[Stated task A] From the note on soluble silicon below, list each thing its sentence beginning "Soluble silicon enhances" says soluble silicon enhances or improves.

Improved growth rates and resistance to insects and fungi. Soluble silicon promotes natural fungal defence mechanisms in plants, significantly reducing and, in many cases eliminating entirely, the need to use fungicides.

Silicon deposited in epidermal cell walls makes plants resistant to small sucking insects. The resulting increased mechanical strength in epidermal cell walls enhances leaf presentation and stem strength.

Soluble silicon enhances metabolic functions and improves pollen fertility, fruit and flower count.

The information above is taken from the following:
http://www.simplyhydro.com/benifits_of_silicone.htm

So, is it worth adding silicon to our tomato feed?
This is my first season using a soluble silicon supplement and I’ve been applying it as a foliar spray.

I’ll let you know the results later in the season, but I think that if it is only half as effective as the benefits above suggest, it is well worth a try – in a Summer like this, we need all the help we can get!

[Stored records]
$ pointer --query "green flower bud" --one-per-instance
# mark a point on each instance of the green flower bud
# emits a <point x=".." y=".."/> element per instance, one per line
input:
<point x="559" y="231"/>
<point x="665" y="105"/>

[Stated task B] In the rows, not the note on soluble silicon, replace "green flower bud" with "unopened flower bud" everywhere it occurs and leave everything else unchanged.

[Complete answer A]
- metabolic functions
- pollen fertility
- fruit count
- flower count

[Complete answer B]
$ pointer --query "unopened flower bud" --one-per-instance
# mark a point on each instance of the unopened flower bud
# emits a <point x=".." y=".."/> element per instance, one per line
input:
<point x="559" y="231"/>
<point x="665" y="105"/>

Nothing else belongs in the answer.